* Exercise goal
Copy down the listing below exactly. Do not include pictures.

* Material supplied
╔══

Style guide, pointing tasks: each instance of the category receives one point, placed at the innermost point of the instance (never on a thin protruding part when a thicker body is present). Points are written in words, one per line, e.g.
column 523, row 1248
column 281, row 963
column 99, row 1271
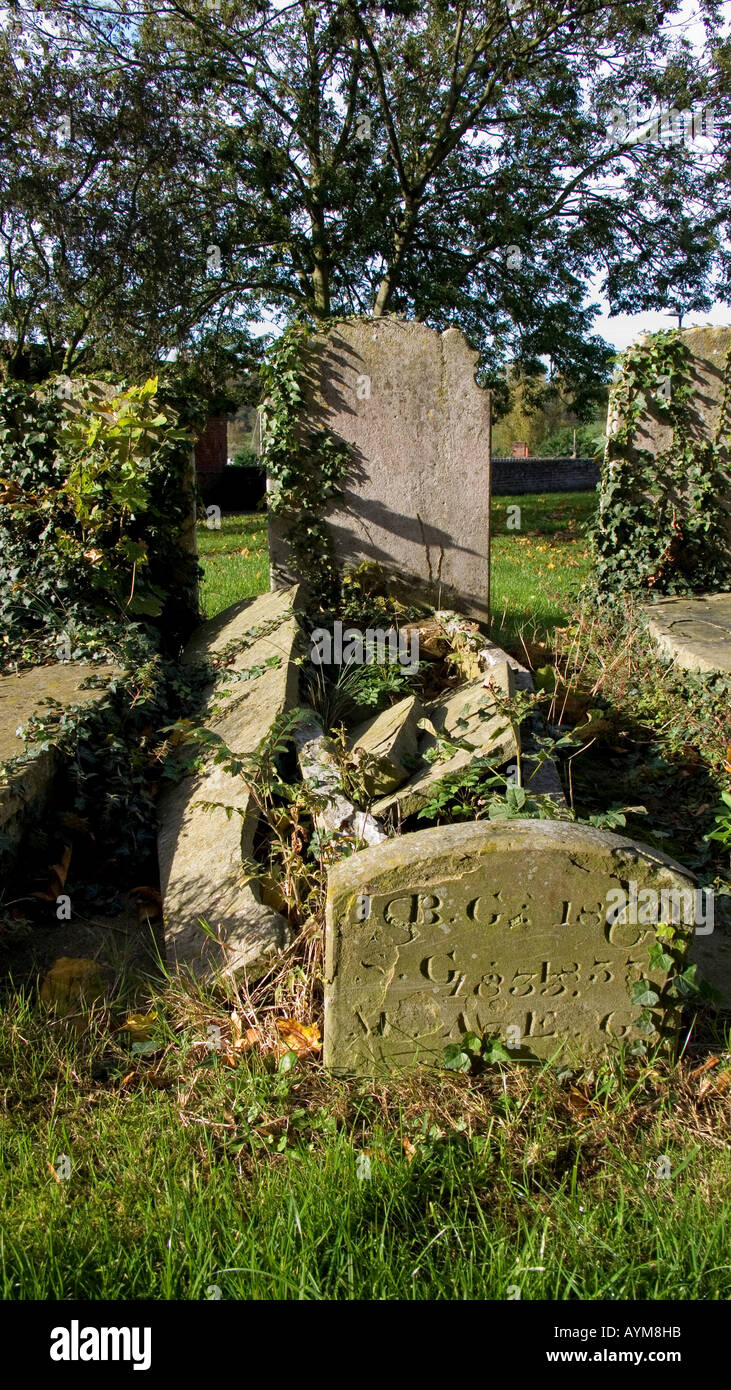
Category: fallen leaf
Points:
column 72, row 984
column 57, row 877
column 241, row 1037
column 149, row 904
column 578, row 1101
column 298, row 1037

╚══

* Reply to the task
Style guide, pointing tasks: each instance of the category receives one point, placed at the innermost point of the instance (never on a thin protruding part when a thicker body is present). Points are written in words, one per line, e.g.
column 523, row 1248
column 281, row 963
column 99, row 1271
Category: fallen leaf
Points:
column 72, row 984
column 57, row 877
column 241, row 1037
column 149, row 904
column 578, row 1101
column 298, row 1037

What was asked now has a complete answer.